Study text >>
◆ ◆ ◆ ◆
Other GFP-expressing bacteria were obtained by transferring the GFP-containing plasmid.

Lysosome labeling.

Lysosomes were labeled by fluid-phase pinocytosis with 10 μg of TRD/ml, pulsed for 16 h, and chased for 1.5 h before infection with bacteria.

Treatment of cells with drugs prior to infection.

To investigate the role of cholesterol- and glycosphingolipid-enriched microdomains, cells were incubated at 37°C for 30 min in complete medium containing cholesterol-binding (filipin) or -depleting (β-methyl cyclodextrin) molecules or with a ganglioside GM1-binding molecule (cholera toxin B subunit) prior to infection. After treatment, cells were washed once with phosphate-buffered saline (PBS). As a control, the viability of the cells following treatment was assessed with dextran blue staining. We also ensured that the viability of bacteria was not affected by drug treatment.

Infection of cells.

Cells were infected with Brucella at a multiplicity of infection of 100 bacteria per cell for 45 min at 37°C. After three washes with PBS, cells were reincubated in culture medium containing gentamicin at a concentration of 30 μg/ml for various times.
◆ ◆ ◆ ◆
Problems and tasks >>
**1)** State whether each statement agrees with the methods text, answering yes or no and quoting the deciding words: (a) lysosomes were chased for 1.5 h before infection; (b) cells were incubated with the drugs for 60 min before infection; (c) gentamicin was used at 30 μg/ml after infection.
**2)** Extract from the methods text the stretch from "Other GFP-expressing bacteria" through "drugs prior to infection.".
The records that follow were drawn from a separate source.

Stored data
◆ ◆ ◆ ◆
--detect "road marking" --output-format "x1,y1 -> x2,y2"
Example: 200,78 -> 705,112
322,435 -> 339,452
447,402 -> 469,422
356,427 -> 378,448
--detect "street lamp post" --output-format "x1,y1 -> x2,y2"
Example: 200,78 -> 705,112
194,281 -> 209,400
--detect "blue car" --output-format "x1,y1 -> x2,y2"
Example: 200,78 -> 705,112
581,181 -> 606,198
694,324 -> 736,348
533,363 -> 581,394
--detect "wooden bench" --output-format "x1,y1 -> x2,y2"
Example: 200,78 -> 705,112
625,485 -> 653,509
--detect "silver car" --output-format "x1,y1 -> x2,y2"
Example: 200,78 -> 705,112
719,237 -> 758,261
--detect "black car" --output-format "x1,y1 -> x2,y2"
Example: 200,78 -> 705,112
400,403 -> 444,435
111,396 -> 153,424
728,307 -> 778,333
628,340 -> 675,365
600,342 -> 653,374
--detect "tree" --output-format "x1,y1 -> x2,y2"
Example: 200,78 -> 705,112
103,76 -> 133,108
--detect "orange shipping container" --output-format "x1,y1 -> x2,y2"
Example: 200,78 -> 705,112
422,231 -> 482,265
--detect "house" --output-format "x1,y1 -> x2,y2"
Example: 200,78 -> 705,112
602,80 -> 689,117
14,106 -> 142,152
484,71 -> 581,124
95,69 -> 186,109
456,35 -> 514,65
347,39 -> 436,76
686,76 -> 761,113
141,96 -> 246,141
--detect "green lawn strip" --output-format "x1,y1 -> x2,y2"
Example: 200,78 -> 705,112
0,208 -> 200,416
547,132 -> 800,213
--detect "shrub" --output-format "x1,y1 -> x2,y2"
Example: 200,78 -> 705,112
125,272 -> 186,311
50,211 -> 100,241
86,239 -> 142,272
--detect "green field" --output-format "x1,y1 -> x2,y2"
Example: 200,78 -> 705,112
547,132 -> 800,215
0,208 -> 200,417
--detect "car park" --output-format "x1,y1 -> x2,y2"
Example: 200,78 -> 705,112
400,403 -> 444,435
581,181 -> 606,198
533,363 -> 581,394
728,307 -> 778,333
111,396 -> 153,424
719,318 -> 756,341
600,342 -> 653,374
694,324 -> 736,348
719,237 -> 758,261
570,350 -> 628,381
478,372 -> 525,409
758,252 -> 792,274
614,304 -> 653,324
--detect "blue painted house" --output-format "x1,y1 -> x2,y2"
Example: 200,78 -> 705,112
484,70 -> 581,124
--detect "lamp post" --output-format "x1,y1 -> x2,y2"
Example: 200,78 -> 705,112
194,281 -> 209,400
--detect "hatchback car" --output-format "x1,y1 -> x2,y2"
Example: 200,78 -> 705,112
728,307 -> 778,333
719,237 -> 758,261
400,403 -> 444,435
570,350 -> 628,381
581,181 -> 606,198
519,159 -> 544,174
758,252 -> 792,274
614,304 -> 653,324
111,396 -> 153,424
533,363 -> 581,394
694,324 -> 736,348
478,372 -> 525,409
◆ ◆ ◆ ◆
Set of answers >>
**1)**
(a) Yes: "chased for 1.5 h before infection with bacteria"
(b) No: "cells were incubated at 37°C for 30 min"
(c) Yes: "containing gentamicin at a concentration of 30 μg/ml"

**2)**
Other GFP-expressing bacteria were obtained by transferring the GFP-containing plasmid.

Lysosome labeling.

Lysosomes were labeled by fluid-phase pinocytosis with 10 μg of TRD/ml, pulsed for 16 h, and chased for 1.5 h before infection with bacteria.

Treatment of cells with drugs prior to infection.